Work to be completed: Give a verbatim repeat of the lines that run from the line containing "Would you mind pointing out the wooden" to the end of the data below.

Point-per-instance localization data:
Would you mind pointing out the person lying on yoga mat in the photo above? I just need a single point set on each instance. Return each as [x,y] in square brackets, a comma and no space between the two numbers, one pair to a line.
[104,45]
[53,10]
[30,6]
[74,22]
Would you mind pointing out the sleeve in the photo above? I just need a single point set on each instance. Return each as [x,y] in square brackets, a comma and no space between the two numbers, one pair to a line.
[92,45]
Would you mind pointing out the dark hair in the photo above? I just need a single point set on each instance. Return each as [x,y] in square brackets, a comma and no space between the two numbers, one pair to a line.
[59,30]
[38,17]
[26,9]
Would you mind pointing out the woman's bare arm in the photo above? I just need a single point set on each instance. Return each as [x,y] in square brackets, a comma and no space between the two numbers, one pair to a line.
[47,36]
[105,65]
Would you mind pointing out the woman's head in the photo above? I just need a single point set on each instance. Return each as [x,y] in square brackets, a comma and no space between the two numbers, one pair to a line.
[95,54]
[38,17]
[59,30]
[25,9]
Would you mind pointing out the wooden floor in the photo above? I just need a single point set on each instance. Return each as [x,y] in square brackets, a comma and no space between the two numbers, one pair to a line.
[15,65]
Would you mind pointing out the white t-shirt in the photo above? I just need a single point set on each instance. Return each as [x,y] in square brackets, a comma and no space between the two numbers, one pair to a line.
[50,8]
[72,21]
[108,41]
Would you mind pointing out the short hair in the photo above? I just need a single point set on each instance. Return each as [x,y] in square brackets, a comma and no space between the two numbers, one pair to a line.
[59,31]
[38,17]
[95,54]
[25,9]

Problem solution:
Would you mind pointing out the wooden floor in the photo above? I just need a single point set on each instance. Return each as [x,y] in square brackets, a comma and no space between the two numbers, one pair to a line.
[15,65]
Would you mind pointing out the white t-shirt in the photo above? I just need a single point set on each instance. Return each as [x,y] in square brackets, a comma and no space between the two numbers, one pair to a line.
[50,8]
[72,21]
[108,41]
Would you mind pointing out the short hair in the photo above? I just need a single point set on each instance. Return each as [x,y] in square brackets, a comma and no space between the two numbers, one pair to a line.
[59,31]
[38,17]
[95,54]
[25,9]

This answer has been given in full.